* PAGE TEXT:

Brexit Protestors London (2019)

Can you recommend other literary works that expand upon or enhance The Lonely Londoners’ portrayal of Caribbean migrant culture through the carnivalesque?

George Lamming’s The Castle of My Skin (1953), Earl Lovelace’s The Dragon Can’t Dance (1979) are set in the prewar West Indies but they nonetheless deal with the complex Caribbean masculinity through representation of the Carnival and Carnivalesque laugher of the characters. This kind of carnival spirit is continued in Selvon’s London Trilogy including Moses Ascending (1975) and Moses Migrating (1983) published after The Lonerly Londoners. Although the later two novels are far more like face and slapstick full of ribaldry, I think this change of humor style and comedy form makes an equally serious response of this migrant writer to a rapidly changing world. I believe that Selvon’s humorous and comic style indeed had a great influence on later Black and Asian British writers such as Salman Rushdie and Zadie Smith, whose celebrated works, The Satanic Verses (1988) and White Teeth (2000), were received with great critical enthusiasm. Like Selvon, these writers regard humor and comedy both as a practical political stance and as a powerful antidote to the dogmatic idea of community.

London Eye by Day

What perspectives have you taken away from your study of The Lonely Londoners, and how will they be applied to your future research projects?

Recently, as an extension of my study of comedy and carnivalesque in The Lonely Londoners, I have begun to analyze the comedic elements that are prominent in English-speaking literature after World War II. My long-term goal is to examine whether the contemporary representation of “laughter,” which simultaneously expresses a critical attitude and familiarity with an object, can function as a productive discourse or critical genre that presents a strategy for overcoming the racial prejudices and anti-feminist sentiments that are currently appearing around the world, including the US and South Korea.

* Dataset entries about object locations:

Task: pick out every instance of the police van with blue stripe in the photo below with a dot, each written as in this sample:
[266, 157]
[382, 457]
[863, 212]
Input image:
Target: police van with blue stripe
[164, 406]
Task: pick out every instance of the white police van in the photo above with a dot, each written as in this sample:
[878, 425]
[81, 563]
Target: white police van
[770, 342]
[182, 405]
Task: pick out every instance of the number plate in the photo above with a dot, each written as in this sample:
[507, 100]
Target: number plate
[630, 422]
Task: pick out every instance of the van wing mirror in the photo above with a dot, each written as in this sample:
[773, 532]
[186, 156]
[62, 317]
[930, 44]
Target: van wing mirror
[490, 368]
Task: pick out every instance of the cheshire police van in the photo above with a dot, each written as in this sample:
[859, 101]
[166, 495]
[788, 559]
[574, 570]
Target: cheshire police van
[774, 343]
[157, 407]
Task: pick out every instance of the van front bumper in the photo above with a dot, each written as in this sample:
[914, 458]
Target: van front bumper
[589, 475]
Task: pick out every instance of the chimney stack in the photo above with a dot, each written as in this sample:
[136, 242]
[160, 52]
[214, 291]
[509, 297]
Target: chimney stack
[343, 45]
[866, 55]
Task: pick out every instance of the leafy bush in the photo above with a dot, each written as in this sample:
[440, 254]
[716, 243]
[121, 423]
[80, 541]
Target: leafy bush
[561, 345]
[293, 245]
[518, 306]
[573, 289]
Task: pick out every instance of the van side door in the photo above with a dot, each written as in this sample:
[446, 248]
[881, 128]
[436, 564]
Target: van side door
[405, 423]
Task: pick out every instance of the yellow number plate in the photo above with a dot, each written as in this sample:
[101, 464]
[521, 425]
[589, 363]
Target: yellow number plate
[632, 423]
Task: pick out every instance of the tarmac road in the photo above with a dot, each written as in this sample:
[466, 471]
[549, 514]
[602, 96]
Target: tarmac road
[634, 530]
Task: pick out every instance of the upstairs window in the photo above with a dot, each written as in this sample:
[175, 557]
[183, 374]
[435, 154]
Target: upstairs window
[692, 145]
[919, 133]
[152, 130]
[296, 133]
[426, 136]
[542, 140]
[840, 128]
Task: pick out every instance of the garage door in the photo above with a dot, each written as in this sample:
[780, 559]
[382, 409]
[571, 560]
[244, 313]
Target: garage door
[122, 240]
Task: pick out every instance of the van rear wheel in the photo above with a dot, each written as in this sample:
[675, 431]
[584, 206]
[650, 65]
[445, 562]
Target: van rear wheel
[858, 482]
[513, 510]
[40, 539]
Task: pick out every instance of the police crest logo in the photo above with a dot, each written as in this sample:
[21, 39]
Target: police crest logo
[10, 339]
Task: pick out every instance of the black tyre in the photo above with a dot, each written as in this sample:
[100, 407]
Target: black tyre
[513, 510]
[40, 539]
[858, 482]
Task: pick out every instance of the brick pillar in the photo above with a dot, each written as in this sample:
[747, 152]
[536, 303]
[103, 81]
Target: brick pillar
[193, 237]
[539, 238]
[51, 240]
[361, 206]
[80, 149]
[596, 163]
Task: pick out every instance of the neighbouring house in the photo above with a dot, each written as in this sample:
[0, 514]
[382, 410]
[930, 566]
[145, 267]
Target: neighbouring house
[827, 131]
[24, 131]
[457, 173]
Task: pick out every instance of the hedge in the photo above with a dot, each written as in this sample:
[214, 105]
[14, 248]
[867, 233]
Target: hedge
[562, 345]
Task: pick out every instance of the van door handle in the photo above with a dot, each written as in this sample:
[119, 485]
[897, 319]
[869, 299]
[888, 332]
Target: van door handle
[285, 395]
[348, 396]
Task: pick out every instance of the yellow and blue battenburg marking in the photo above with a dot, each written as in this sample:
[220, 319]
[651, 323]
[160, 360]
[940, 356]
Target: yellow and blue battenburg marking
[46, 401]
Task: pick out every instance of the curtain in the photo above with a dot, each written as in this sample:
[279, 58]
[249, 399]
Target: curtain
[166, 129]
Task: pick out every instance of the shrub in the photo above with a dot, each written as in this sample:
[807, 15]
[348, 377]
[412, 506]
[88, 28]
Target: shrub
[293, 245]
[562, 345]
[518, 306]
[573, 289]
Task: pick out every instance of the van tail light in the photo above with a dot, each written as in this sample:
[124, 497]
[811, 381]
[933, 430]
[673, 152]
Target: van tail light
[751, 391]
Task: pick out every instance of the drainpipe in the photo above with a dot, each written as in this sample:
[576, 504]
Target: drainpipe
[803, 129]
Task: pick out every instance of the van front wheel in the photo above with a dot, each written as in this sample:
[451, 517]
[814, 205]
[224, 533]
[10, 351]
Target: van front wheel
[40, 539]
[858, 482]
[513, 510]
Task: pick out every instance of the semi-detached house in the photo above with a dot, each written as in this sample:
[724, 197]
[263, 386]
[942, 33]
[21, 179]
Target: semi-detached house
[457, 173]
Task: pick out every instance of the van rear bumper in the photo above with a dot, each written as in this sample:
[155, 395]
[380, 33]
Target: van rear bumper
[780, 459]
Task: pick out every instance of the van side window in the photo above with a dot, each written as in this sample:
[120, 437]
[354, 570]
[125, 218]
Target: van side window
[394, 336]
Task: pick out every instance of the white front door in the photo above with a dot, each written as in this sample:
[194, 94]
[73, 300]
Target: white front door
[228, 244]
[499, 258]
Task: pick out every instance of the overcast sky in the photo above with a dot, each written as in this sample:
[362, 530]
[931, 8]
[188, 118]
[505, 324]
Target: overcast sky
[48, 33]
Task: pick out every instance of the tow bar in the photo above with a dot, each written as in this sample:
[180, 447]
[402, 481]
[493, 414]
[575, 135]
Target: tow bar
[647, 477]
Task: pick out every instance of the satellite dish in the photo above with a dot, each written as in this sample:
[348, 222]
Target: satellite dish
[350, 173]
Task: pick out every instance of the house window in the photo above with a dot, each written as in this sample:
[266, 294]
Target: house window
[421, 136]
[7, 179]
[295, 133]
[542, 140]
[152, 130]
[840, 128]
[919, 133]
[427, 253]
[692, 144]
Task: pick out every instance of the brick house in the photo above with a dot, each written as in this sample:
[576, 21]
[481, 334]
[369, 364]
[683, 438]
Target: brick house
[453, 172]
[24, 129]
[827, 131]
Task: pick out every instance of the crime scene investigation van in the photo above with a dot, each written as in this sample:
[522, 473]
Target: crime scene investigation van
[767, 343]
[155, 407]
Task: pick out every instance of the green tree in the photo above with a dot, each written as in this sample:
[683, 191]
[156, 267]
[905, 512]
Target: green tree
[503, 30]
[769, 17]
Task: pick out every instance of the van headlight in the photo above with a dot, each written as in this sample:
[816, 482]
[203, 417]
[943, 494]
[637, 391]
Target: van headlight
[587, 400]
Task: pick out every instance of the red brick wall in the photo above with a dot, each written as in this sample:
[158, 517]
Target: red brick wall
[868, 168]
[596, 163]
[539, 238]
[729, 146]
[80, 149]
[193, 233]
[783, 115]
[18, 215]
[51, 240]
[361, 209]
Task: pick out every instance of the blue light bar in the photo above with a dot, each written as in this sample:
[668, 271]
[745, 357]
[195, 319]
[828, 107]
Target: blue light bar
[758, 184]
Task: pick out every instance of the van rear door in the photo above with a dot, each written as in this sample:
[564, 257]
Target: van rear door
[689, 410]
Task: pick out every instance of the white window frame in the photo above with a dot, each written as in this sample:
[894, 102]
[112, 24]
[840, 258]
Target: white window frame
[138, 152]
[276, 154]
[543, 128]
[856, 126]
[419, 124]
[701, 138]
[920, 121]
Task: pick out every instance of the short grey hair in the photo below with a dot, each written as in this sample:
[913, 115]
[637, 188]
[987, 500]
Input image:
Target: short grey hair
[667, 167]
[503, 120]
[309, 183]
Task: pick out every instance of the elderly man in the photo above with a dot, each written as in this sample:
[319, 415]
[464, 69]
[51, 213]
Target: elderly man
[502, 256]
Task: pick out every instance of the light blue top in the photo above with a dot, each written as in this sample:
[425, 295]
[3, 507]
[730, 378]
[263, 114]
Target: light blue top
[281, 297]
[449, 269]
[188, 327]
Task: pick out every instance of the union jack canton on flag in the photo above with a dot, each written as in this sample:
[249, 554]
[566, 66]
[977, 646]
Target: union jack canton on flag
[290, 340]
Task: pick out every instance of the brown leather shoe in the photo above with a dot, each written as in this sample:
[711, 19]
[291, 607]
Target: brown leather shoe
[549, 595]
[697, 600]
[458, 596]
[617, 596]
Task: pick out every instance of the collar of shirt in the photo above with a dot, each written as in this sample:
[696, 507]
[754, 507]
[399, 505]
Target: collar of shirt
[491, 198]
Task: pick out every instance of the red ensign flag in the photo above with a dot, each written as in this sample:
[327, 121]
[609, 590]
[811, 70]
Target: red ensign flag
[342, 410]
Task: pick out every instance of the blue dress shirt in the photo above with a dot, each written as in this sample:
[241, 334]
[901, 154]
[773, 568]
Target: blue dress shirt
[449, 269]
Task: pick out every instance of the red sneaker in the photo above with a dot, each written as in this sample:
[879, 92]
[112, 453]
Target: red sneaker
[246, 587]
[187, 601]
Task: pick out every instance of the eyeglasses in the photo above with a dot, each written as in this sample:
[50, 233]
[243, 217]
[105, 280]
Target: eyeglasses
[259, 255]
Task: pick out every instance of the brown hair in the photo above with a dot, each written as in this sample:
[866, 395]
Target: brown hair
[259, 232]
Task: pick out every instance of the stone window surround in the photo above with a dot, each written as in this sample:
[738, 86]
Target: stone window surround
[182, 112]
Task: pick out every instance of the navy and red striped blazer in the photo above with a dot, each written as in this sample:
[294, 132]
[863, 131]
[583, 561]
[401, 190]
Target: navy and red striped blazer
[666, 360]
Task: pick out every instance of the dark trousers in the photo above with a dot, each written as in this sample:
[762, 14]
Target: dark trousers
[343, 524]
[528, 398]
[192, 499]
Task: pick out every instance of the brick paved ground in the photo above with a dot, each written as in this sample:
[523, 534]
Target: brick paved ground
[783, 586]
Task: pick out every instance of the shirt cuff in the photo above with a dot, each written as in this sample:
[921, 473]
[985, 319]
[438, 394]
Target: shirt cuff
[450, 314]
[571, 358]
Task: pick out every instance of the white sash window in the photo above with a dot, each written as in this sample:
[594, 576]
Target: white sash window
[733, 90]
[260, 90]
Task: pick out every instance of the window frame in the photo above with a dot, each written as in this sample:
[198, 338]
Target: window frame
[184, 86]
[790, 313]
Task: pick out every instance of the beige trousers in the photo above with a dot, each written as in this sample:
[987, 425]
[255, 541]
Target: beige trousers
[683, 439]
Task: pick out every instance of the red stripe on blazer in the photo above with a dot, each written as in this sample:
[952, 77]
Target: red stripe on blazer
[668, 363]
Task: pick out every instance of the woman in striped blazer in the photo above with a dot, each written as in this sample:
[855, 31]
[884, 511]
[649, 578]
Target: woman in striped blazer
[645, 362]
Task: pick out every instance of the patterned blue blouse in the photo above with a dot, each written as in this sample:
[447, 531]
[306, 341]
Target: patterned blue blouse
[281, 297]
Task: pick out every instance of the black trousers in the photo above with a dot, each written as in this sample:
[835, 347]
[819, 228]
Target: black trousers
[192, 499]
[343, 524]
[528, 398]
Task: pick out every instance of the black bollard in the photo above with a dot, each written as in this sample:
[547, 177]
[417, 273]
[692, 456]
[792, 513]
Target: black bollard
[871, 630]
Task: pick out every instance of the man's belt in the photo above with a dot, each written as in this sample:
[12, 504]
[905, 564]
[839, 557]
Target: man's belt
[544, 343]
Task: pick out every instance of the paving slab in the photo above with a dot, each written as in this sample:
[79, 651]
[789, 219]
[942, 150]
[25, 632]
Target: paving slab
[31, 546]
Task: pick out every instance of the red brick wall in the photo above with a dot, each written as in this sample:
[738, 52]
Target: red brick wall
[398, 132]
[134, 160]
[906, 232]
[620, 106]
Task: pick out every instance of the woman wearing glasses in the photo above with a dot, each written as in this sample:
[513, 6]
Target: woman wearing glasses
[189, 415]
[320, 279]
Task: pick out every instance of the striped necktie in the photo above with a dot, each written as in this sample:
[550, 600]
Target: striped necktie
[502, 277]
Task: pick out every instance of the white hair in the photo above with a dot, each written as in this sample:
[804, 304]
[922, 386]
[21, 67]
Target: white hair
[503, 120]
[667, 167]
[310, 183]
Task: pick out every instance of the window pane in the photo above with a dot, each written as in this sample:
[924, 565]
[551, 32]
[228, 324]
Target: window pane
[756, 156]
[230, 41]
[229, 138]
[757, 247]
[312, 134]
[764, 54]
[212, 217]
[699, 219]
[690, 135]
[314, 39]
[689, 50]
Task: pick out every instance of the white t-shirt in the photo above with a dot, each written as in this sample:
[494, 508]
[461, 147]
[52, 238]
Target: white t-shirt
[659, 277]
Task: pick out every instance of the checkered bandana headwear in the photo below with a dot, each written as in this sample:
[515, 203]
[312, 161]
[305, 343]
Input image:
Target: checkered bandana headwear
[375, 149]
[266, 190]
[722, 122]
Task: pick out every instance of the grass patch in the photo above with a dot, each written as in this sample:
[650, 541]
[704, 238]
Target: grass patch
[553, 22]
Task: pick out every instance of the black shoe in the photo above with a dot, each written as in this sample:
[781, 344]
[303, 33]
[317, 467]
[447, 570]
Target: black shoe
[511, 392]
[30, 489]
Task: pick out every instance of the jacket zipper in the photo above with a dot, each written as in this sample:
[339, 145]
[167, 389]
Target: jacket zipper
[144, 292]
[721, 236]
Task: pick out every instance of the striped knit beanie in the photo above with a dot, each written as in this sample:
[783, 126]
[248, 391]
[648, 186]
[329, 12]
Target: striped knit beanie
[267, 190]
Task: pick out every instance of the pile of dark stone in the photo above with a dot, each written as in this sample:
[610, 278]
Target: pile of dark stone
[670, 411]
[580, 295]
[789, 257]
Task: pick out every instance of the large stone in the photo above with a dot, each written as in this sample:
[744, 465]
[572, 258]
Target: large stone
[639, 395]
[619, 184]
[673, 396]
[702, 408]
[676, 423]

* TO DO:
**A.** Rewrite the interview paragraph beginning "Recently, as an extension of my study" as a short bulleted list that keeps its main facts.
**B.** Answer these questions from the interview, one answer per line, marked the same way:
(i) Which novel by Earl Lovelace is named, and in what year was it published?
(ii) Which two later novels by Selvon are named as part of his London Trilogy?
(iii) Which two countries are named where racial prejudices and anti-feminist sentiments are said to be appearing?

* SOLUTIONS:
**A.**
- Extends the study of comedy and the carnivalesque in The Lonely Londoners.
- Has begun analyzing the comedic elements prominent in English-speaking literature after World War II.
- Long-term goal: examine whether the contemporary representation of "laughter," which expresses both a critical attitude and familiarity with an object, can work as a productive discourse or critical genre.
- That discourse would offer a strategy for overcoming the racial prejudices and anti-feminist sentiments now appearing around the world, including in the US and South Korea.

**B.**
(i) The Dragon Can't Dance, 1979.
(ii) Moses Ascending (1975) and Moses Migrating (1983).
(iii) The US and South Korea.